• [Extrait cité]
----
Randonnée pédestre d'un quinquagénaire nostalgique.

Le Spartan-II de cette jaquette trone depuis longtemps dans la liste des idoles masculines de mon enfance.
Si beaucoup d'autres ont perdu de leur superbe à mes yeux, les années passant, le matricule 117 reste lui cet éternel enfant soldat devenu trop vite grand et pour lequel ma sympathie n'a jamais été mise à mal.


Cela tombe bien car de John il est entièrement question dans ce sixième épisode [principal] de la série l'ayant vu naître...


En prélude une question peut se poser.
Que vaut Infinite en tant que jeu, hors contexte chaotique du marketing, en faisant abstraction du teasing et des espérances de chacun ?


L'on exagère assez souvent son mépris pour un produit de divertissement quand la frustration et la déception ont pris le pas sur une certaine objectivité. On se concentrera alors moins sur ses qualités pour exacerber ses défauts. Sans nuance, du fait de l'agacement qu'aura engendré le fantasme déçu du jeu qui se "devait" d'être parfait. Irréprochable...


Alors on ne va pas se mentir, oui il y a des problèmes. Majoritairement des défauts relatifs à la façon dont on abordera notre périple. Soit un manque de rythme du à ce monde ouvert que l'on peut d'ailleurs considérer comme convenu et dépassé, des graphismes absolument pas à la hauteur d'une production de cette envergure, une écriture certes pas des plus fine (quoique Halo n'a jamais été un manifeste aux psychologies complexes), une certaine redondance des objectifs optionnels, puis un manque de finition globale qui se ressent plus le temps avance. Comprenant quelques bugs éparses aux degrés d'agacement divers, des arbres fait d'un alliage si indestructible que même un Big Fucking Scorpion serait incapable de les égratiner,
un beau travail sur la lumière compensant une excécrable gestion des ombres, ainsi qu'une optimisation technique à revoir ; ces textures au-delà de l'ignoble en cas de zoom avec le sniper sur les structures en acier me hantent encore quand j'écris ces lignes.
----
• [Données fournies]

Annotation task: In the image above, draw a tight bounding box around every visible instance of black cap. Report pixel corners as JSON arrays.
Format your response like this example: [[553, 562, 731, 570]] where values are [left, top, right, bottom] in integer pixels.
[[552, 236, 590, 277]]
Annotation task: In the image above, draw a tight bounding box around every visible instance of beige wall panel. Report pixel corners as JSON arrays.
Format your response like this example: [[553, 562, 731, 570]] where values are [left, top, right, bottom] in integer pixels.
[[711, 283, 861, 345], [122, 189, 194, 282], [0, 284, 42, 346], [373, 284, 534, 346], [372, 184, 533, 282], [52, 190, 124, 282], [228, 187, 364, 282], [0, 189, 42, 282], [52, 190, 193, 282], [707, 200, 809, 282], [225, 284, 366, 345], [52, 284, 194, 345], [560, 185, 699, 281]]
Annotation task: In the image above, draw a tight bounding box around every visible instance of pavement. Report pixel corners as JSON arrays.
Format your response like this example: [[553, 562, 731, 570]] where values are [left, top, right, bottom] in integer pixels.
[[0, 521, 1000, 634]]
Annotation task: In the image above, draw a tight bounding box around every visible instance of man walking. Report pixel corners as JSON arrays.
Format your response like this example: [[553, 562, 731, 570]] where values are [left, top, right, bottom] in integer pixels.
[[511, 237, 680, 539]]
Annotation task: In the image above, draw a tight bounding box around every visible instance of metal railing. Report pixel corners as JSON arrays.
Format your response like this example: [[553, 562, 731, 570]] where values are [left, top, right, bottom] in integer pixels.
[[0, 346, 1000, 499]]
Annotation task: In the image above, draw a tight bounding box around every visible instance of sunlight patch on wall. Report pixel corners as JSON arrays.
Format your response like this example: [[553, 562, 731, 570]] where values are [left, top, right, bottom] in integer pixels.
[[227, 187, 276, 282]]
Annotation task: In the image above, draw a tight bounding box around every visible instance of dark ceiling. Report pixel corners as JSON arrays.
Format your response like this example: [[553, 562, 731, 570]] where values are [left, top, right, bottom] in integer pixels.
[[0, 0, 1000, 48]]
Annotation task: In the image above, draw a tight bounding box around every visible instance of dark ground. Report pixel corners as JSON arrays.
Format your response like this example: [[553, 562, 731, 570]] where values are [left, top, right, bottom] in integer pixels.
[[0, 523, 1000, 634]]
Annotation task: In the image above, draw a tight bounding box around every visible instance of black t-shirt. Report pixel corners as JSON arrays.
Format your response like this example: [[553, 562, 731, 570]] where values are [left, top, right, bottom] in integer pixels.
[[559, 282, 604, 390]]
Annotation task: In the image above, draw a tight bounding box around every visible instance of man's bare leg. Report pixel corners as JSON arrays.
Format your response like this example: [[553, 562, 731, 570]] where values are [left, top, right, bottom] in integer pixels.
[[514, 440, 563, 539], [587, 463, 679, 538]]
----
• [Objectifs]
- a) Relevez les défauts du jeu que l'extrait cité énumère dans la phrase qui commence par « Soit ».
- b) D'après l'extrait cité, quel matricule porte le Spartan-II de la jaquette ?
Vous n'aurez pas besoin de la liste.

• [Corrigés]
- a)
- un manque de rythme lié au monde ouvert
- des graphismes pas à la hauteur d'une production de cette envergure
- une écriture pas des plus fine
- une certaine redondance des objectifs optionnels
- un manque de finition globale

- b) Le matricule 117.